Aim of the exercise
Duplicate every line of the listing below verbatim, omitting the pictures from your answer.

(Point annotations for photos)
-----

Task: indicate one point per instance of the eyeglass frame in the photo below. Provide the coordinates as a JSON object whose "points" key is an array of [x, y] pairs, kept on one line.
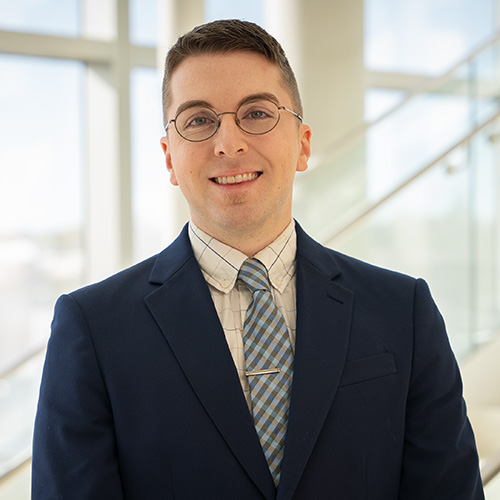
{"points": [[235, 113]]}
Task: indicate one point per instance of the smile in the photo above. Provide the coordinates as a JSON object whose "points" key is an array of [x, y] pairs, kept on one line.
{"points": [[236, 179]]}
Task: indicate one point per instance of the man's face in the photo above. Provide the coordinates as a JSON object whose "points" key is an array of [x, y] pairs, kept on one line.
{"points": [[235, 183]]}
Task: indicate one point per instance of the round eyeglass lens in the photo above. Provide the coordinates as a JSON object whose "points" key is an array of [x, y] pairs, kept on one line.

-----

Answer to this task
Task: indicate one point per instance of the eyeglass frame in the photo below. Provide the coordinates as a JSON object whose "points" key is an array of [x, y] pairs, kept on one line.
{"points": [[235, 113]]}
Task: indicate one point per instance of the smile in the photo above. Provide the coordinates as a JSON object whose "points" key is an array of [x, y] pairs, kept on one line.
{"points": [[236, 179]]}
Task: indicate one point per instance of the man's face in the photo above. Provide the coordinates as a JSON object whose "points" key is an array of [x, y] pairs, kept on one line.
{"points": [[235, 183]]}
Task: indicate one point per instance of the round eyeglass lens in the photo above. Provide the coordinates as a JSON object whose "points" key is an array of [x, y] pairs, kept on one line.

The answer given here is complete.